### YOUR TASK:
Copy the lines of the listing below exactly, from the line with "Category: the narrow singletrack path" up to and including the line with "pixel 7 216".

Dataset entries
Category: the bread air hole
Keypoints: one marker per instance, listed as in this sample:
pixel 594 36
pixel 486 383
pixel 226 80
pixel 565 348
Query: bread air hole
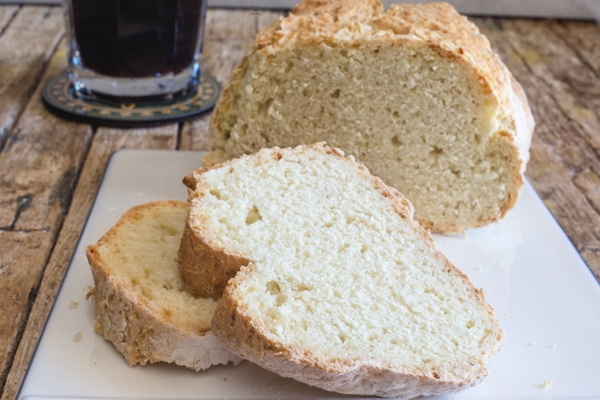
pixel 273 288
pixel 253 216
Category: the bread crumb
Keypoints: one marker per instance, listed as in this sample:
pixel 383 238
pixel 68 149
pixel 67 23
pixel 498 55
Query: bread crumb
pixel 546 384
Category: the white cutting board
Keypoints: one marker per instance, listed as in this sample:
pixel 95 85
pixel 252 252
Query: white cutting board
pixel 545 297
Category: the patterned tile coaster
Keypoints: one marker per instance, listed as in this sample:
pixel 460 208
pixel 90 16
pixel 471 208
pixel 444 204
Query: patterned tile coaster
pixel 58 96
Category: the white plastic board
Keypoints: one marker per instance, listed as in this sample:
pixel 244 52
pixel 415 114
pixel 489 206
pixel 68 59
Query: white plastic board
pixel 545 297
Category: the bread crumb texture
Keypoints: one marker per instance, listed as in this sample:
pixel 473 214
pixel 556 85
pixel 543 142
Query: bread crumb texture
pixel 341 280
pixel 140 299
pixel 415 92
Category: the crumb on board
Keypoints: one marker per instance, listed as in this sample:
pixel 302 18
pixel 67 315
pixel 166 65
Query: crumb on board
pixel 546 385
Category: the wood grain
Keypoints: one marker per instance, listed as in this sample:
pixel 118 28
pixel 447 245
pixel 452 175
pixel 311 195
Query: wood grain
pixel 27 43
pixel 565 151
pixel 228 35
pixel 50 171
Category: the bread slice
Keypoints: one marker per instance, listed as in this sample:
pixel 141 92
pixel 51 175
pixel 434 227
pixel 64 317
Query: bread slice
pixel 139 296
pixel 415 93
pixel 340 287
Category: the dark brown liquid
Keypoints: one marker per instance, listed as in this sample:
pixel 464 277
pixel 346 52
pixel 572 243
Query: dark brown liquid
pixel 137 38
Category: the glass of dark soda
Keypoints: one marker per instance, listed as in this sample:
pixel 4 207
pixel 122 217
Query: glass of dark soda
pixel 134 50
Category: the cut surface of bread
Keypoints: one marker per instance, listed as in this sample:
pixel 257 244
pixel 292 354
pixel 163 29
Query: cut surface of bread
pixel 139 296
pixel 337 286
pixel 415 93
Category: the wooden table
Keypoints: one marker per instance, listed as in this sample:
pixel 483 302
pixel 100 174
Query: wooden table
pixel 50 168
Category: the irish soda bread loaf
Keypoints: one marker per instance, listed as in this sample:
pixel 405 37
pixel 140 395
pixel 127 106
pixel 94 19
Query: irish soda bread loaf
pixel 139 297
pixel 415 93
pixel 340 288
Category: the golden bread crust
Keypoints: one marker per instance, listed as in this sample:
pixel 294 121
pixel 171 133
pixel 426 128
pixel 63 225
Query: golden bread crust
pixel 137 330
pixel 357 24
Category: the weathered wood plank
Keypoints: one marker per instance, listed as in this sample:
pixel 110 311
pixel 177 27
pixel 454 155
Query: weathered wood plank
pixel 565 153
pixel 7 13
pixel 42 163
pixel 26 46
pixel 39 167
pixel 228 35
pixel 584 38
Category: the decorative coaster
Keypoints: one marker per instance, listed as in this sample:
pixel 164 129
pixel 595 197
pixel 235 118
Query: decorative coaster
pixel 58 96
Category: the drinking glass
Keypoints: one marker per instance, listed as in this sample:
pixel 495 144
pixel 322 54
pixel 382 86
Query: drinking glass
pixel 134 50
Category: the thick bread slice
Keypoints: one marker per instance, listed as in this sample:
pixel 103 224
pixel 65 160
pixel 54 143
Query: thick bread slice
pixel 342 289
pixel 415 93
pixel 139 296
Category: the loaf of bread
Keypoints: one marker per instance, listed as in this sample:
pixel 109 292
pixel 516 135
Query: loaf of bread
pixel 336 286
pixel 139 296
pixel 415 93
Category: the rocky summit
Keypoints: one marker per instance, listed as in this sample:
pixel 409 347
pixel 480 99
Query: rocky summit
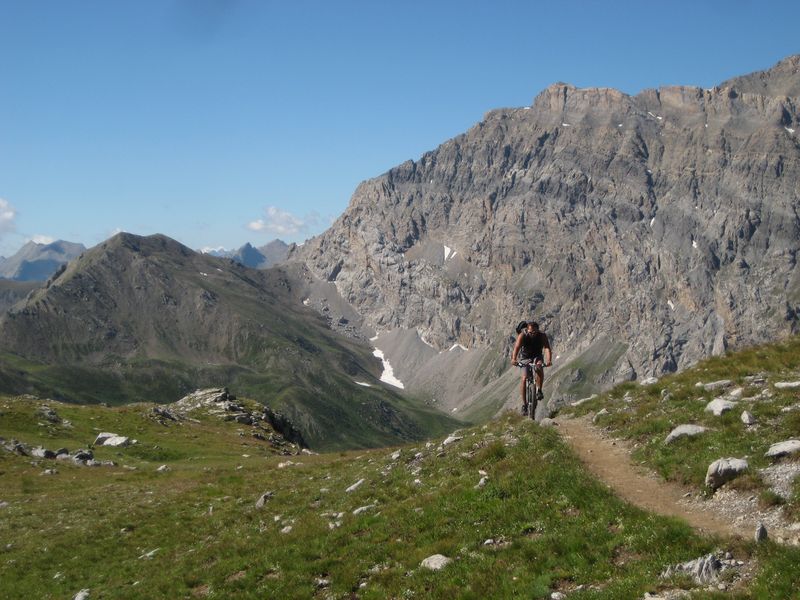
pixel 644 232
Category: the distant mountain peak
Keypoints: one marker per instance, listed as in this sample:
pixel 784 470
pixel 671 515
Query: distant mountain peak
pixel 36 261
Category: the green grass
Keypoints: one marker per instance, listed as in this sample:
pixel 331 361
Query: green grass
pixel 643 416
pixel 554 526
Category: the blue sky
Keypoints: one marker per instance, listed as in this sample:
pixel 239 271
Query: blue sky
pixel 218 122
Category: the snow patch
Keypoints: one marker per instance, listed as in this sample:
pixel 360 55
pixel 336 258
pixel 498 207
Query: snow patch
pixel 388 373
pixel 424 341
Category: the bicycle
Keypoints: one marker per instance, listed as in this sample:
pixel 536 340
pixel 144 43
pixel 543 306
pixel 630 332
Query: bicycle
pixel 532 393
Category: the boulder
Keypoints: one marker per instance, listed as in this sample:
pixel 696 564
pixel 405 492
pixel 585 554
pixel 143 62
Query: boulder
pixel 715 385
pixel 703 570
pixel 42 453
pixel 720 406
pixel 761 533
pixel 262 500
pixel 724 470
pixel 436 562
pixel 355 486
pixel 748 418
pixel 117 441
pixel 783 449
pixel 684 430
pixel 48 414
pixel 787 385
pixel 102 437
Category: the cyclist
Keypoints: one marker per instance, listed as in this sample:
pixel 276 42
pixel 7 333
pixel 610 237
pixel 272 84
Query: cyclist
pixel 532 345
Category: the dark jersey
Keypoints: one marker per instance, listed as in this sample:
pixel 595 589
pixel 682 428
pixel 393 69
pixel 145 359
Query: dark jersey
pixel 532 345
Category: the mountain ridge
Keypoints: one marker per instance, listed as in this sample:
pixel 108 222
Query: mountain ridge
pixel 647 226
pixel 148 318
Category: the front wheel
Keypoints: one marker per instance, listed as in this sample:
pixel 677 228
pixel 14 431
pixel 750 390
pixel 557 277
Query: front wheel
pixel 530 394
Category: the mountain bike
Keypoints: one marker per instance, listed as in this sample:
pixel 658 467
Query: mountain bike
pixel 531 391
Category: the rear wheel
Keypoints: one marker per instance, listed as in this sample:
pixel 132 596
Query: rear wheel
pixel 530 395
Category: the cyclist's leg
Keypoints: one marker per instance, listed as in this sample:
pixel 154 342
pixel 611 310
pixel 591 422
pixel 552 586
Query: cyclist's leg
pixel 539 369
pixel 522 388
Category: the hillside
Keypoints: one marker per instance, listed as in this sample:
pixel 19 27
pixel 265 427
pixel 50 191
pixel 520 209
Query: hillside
pixel 37 262
pixel 199 507
pixel 645 232
pixel 145 318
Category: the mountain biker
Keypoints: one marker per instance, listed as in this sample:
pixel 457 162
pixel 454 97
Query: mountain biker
pixel 532 345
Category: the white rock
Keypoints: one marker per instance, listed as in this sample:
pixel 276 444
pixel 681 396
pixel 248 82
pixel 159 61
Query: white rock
pixel 723 470
pixel 355 486
pixel 452 438
pixel 117 441
pixel 720 406
pixel 736 394
pixel 783 449
pixel 363 509
pixel 582 400
pixel 761 533
pixel 748 418
pixel 102 437
pixel 263 499
pixel 436 562
pixel 684 430
pixel 787 385
pixel 716 385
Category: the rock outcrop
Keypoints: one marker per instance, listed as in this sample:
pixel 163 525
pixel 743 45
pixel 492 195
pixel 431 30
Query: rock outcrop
pixel 645 232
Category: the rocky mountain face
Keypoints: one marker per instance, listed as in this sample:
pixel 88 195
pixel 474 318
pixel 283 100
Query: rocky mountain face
pixel 264 257
pixel 146 318
pixel 12 292
pixel 37 262
pixel 644 232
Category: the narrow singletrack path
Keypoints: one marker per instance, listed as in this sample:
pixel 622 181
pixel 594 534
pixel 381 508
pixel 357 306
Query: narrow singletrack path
pixel 610 461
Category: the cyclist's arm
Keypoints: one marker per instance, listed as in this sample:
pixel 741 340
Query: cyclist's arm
pixel 517 346
pixel 548 354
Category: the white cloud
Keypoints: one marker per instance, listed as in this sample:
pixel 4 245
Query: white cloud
pixel 42 239
pixel 282 223
pixel 7 216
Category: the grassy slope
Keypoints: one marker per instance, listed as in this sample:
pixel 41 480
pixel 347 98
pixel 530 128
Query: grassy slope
pixel 646 417
pixel 225 326
pixel 93 527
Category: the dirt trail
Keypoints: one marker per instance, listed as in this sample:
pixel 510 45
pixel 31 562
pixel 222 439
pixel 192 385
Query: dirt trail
pixel 610 461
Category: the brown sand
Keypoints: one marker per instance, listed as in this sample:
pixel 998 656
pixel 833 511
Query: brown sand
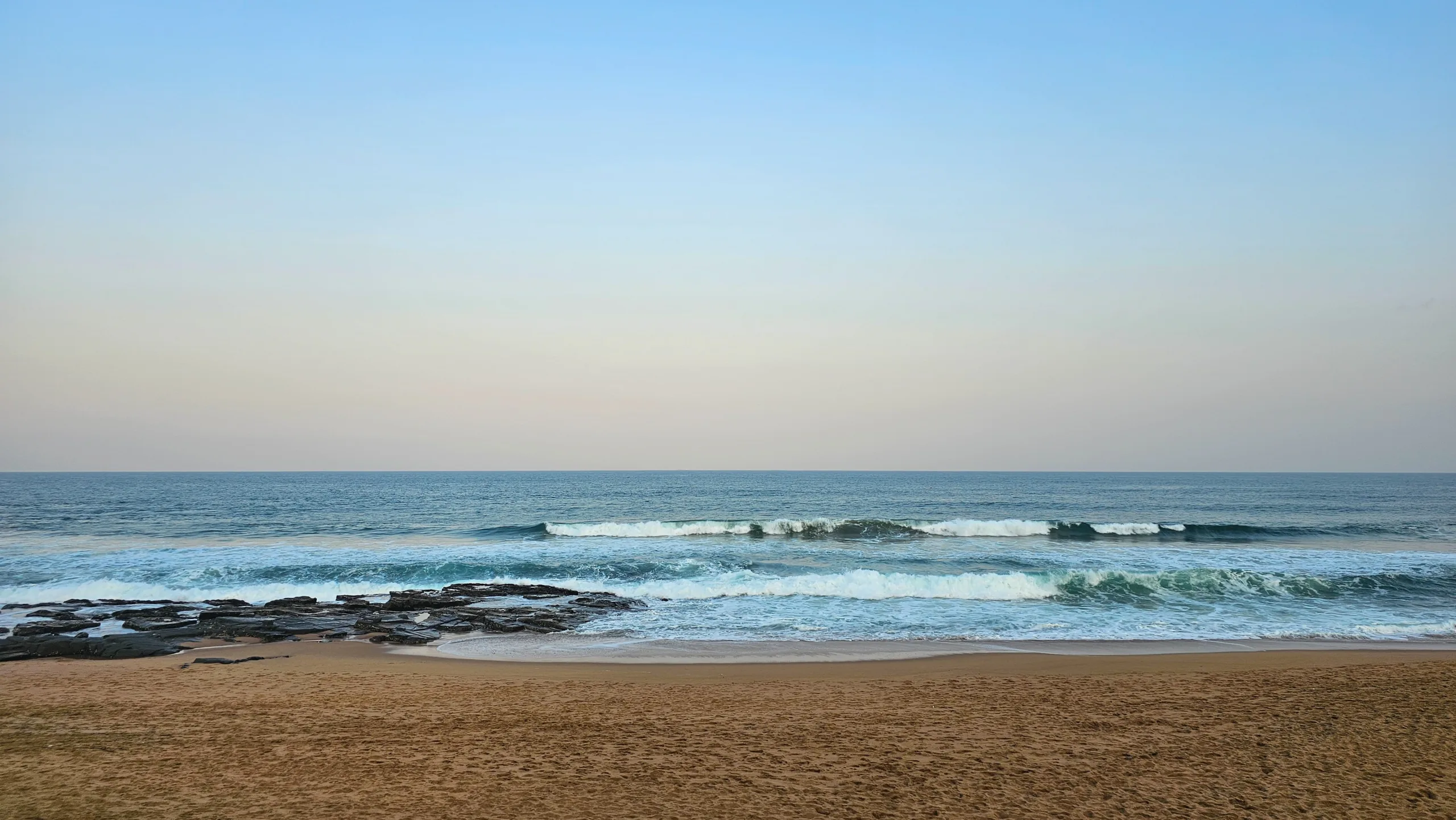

### RESPONSE FOR THIS EXERCISE:
Category: the narrow singletrack path
Keypoints: one marker per instance, listed as in this sample:
pixel 622 181
pixel 594 534
pixel 381 508
pixel 357 306
Query: narrow singletrack path
pixel 610 461
Category: the cyclist's arm
Keypoints: one marker per instance, listed as in this sample:
pixel 741 340
Query: cyclist's arm
pixel 517 346
pixel 548 354
Category: the white cloud
Keypoints: one marker per instance, listed as in this sample:
pixel 4 245
Query: white cloud
pixel 42 239
pixel 282 223
pixel 7 216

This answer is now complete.